EXERCICE PROPOSÉ 1: D’après le texte de la page, quel est le seul commandement que comprend l’alliance abrahamique ?
EXERCICE PROPOSÉ 2: Résumez le texte de la page en deux phrases, s’il vous plaît.
EXERCICE PROPOSÉ 3: Reproduisez fidèlement le passage du texte de la page qui va de « L’alliance abrahamique est » à « à Babylone [1]. ».

TEXTE DE LA PAGE:
====

L’alliance mosaïque entre Israël et son dieu se résume ainsi : « Si tu obéis vraiment à la voix de Yahvé ton Dieu, en gardant et pratiquant tous ces commandements que je te prescris aujourd’hui, Yahvé ton dieu t’élèvera au-dessus de toutes les nations de la terre. » (Deutéronome 28,1). L’endogamie absolue est la clé du contrat. À titre d’illustration, dans le Livre des Nombres, chapitre 31, Moïse ordonne le massacre des Madianites (hommes, femmes, enfants, à l’exception de 32.000 jeunes vierges) parce qu’ils ont encouragé les Israélites à se marier avec les Moabites. Jusque-là, les Madianites semblent faire partie de l’alliance, car Moïse a épousé la fille d’un prêtre madianite, et c’est en faisant paître les chèvres de ce dernier qu’il a découvert Yahvé. Mais plus loin, au chapitre 25, les Madianites sont sortis de l’alliance et c’est pour avoir tué un Israélite marié à une Madianite que Phinéas, petit-fils d’Aaron, gagne le sacerdoce éternel, et les félicitations de Yahvé pour avoir « le même zèle que moi ».
Mais à côté de cette alliance mosaïque, dont l’endogamie est le nœud, il y a l’alliance abrahamique qui ne comprend qu’un seul commandement : brit milah, « l’alliance de la coupure ».
« Vous ferez circoncire la chair de votre prépuce, et ce sera le signe de l’alliance entre moi et vous. Quand ils auront huit jours, tous vos mâles seront circoncis, de génération en génération. [...] Mon alliance sera marquée dans votre chair comme une alliance perpétuelle. L’incirconcis, le mâle dont on n’aura pas coupé la chair du prépuce, cette vie-là sera retranchée de sa parenté : il a violé mon alliance. » (Genèse 17:9-14)
L’alliance abrahamique est présentée dans la Bible comme antérieure à l’alliance mosaïque, mais les historiens de la Bible pensent qu’elle est historiquement postérieure. Le personnage d’Abraham lui-même semble inconnu des prophètes pré-exiliques et son périple depuis la Mésopotamie jusqu’en Palestine sous la guidance de Yahvé (« pour te donner cette terre en possession » Genèse 15,7), semble écrit pour préfigurer la (re)conquête de la Palestine par les exilés à Babylone [1].

====

DONNÉES EXTRAITES:
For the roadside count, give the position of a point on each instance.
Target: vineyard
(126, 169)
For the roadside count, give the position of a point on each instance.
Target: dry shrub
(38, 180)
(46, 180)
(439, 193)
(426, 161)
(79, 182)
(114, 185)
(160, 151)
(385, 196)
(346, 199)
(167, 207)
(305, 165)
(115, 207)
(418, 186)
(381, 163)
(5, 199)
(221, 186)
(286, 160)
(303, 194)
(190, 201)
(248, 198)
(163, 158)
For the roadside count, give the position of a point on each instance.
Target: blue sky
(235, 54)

====

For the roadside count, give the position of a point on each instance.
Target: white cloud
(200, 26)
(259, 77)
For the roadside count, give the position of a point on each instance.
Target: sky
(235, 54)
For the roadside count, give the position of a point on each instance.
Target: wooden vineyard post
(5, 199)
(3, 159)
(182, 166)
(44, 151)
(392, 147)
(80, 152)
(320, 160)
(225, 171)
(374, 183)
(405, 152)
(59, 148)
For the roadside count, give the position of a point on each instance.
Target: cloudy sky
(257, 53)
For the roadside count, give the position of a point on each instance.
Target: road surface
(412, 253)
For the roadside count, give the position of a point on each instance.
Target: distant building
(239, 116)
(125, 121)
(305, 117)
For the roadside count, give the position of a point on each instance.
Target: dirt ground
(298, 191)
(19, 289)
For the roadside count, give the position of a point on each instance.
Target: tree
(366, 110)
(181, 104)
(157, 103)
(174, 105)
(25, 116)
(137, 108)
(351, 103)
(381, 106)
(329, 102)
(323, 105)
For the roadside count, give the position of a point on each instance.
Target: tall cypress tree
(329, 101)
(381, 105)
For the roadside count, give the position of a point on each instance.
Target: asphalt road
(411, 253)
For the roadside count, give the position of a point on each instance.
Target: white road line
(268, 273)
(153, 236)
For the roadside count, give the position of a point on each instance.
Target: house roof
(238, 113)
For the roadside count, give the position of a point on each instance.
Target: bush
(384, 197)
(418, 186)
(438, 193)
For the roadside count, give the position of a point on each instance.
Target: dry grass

====

CORRIGÉ DE L’EXERCICE 1: Brit milah, « l’alliance de la coupure ».

CORRIGÉ DE L’EXERCICE 2: L’alliance mosaïque entre Israël et son dieu repose sur l’obéissance aux commandements et a pour clé l’endogamie absolue, ce qu’illustre le massacre des Madianites ordonné par Moïse dans le Livre des Nombres. À côté d’elle existe l’alliance abrahamique, dont l’unique commandement est la circoncision, et que la Bible présente comme antérieure alors que les historiens de la Bible la jugent historiquement postérieure.

CORRIGÉ DE L’EXERCICE 3:
L’alliance abrahamique est présentée dans la Bible comme antérieure à l’alliance mosaïque, mais les historiens de la Bible pensent qu’elle est historiquement postérieure. Le personnage d’Abraham lui-même semble inconnu des prophètes pré-exiliques et son périple depuis la Mésopotamie jusqu’en Palestine sous la guidance de Yahvé (« pour te donner cette terre en possession » Genèse 15,7), semble écrit pour préfigurer la (re)conquête de la Palestine par les exilés à Babylone [1].